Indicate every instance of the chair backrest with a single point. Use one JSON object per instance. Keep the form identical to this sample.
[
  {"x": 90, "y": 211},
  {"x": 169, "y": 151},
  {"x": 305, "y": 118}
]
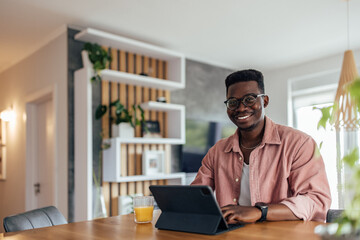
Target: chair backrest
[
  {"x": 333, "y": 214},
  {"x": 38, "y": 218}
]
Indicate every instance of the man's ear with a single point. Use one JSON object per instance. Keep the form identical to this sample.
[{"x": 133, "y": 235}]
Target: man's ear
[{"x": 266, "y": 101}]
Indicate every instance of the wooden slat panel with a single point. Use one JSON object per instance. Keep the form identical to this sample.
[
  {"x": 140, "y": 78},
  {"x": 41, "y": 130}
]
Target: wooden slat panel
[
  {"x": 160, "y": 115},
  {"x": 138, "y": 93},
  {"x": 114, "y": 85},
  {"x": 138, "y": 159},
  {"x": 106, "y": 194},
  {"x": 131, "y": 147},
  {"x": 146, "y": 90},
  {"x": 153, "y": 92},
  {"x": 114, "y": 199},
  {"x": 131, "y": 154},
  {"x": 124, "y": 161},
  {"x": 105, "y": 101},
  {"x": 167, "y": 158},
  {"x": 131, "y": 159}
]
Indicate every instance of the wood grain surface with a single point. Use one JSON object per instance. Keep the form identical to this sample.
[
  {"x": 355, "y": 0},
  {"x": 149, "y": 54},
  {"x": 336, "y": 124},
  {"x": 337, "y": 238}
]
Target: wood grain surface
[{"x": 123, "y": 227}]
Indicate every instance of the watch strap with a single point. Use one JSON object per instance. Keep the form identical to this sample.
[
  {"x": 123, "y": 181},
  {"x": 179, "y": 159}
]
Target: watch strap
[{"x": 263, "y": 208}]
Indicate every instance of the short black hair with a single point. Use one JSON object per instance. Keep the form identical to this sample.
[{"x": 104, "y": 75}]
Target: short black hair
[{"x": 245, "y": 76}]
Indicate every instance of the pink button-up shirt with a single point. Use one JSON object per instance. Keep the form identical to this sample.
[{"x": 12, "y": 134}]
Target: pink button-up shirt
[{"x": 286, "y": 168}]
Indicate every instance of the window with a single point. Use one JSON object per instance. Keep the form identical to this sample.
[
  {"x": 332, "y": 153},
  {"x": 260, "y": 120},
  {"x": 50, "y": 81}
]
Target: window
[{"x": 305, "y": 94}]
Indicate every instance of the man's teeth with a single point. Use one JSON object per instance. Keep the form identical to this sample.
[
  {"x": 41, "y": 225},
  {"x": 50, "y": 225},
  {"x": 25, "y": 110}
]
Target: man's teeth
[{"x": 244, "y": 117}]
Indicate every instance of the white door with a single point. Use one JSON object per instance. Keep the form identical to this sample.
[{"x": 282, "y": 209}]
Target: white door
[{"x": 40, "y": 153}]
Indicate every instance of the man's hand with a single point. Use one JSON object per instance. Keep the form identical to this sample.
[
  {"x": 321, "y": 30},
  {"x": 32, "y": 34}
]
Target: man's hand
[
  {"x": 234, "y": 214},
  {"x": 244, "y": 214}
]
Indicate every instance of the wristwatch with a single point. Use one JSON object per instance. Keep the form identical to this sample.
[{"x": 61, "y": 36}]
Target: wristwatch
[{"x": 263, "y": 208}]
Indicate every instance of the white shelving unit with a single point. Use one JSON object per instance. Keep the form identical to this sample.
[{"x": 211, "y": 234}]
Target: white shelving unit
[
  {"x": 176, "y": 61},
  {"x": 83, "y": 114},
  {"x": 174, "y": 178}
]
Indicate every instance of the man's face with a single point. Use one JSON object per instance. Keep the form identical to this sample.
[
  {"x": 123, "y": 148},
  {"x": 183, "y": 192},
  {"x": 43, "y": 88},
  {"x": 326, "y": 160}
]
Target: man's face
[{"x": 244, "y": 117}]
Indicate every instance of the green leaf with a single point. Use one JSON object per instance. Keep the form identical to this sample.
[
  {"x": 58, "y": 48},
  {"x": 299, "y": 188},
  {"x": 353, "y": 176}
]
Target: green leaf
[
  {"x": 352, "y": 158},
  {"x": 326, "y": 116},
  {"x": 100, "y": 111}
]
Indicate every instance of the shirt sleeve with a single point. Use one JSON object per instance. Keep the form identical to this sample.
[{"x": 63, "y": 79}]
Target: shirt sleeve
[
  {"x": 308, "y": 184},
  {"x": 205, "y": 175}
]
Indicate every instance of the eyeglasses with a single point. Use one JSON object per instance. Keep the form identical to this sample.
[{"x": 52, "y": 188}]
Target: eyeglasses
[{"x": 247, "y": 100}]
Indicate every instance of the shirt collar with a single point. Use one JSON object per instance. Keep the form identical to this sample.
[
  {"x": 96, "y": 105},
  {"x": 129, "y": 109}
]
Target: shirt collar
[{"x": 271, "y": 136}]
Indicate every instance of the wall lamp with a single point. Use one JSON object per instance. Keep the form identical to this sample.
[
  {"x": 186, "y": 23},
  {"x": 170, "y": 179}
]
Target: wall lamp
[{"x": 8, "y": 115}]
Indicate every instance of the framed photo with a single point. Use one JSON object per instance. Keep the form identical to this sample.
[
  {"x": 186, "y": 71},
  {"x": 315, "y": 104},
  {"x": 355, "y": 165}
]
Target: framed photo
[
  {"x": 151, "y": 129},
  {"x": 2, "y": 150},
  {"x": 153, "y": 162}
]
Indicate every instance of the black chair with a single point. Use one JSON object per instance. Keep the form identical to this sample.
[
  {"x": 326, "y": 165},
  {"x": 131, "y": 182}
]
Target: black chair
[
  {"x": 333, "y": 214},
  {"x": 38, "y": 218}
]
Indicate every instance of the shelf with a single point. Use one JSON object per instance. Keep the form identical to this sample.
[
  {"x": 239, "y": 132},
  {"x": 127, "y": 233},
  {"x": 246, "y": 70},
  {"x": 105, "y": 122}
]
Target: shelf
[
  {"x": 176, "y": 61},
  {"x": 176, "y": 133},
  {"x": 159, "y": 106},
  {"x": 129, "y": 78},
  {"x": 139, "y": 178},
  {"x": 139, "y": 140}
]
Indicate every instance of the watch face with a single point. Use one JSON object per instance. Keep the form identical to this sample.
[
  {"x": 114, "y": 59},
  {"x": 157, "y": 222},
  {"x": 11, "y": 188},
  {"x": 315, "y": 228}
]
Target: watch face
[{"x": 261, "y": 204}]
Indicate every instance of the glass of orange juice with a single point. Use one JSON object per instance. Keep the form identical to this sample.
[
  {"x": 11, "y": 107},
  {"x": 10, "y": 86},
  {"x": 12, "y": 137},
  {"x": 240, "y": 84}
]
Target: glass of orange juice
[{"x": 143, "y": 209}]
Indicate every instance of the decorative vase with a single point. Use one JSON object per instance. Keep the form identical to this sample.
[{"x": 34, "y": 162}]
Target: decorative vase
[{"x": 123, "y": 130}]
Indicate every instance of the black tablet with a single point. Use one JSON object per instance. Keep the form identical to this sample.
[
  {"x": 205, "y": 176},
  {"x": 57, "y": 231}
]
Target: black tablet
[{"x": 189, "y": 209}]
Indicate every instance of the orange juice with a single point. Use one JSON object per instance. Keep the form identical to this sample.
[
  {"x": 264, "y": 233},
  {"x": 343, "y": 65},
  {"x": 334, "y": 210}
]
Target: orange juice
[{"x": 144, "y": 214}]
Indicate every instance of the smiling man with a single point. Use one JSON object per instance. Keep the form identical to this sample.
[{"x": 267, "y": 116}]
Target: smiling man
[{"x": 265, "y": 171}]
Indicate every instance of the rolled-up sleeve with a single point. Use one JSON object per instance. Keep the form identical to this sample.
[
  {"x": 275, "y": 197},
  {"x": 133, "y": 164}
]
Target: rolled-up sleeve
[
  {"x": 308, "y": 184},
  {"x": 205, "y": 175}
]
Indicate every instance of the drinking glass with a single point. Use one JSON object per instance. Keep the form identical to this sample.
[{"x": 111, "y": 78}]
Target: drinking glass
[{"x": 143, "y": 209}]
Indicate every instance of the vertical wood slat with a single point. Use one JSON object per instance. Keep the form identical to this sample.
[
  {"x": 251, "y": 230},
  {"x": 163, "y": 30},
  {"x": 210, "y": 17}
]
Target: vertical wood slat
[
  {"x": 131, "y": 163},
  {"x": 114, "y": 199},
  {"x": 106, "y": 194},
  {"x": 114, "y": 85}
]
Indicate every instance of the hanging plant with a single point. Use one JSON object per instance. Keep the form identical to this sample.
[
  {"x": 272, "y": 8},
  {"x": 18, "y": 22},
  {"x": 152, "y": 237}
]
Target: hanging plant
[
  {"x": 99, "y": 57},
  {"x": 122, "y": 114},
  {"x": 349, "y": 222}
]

* * * *

§ To do:
Write out again, exactly, the lines from the one holding "Indicate every instance of the hanging" through the end of the listing, with both ends included.

§ Response below:
Indicate every instance of the hanging plant with a single point. Use one JSON object per instance. Keep the form identical to this sample.
[
  {"x": 272, "y": 8},
  {"x": 18, "y": 22},
  {"x": 152, "y": 237}
]
Target: hanging plant
[
  {"x": 99, "y": 57},
  {"x": 122, "y": 114},
  {"x": 349, "y": 222}
]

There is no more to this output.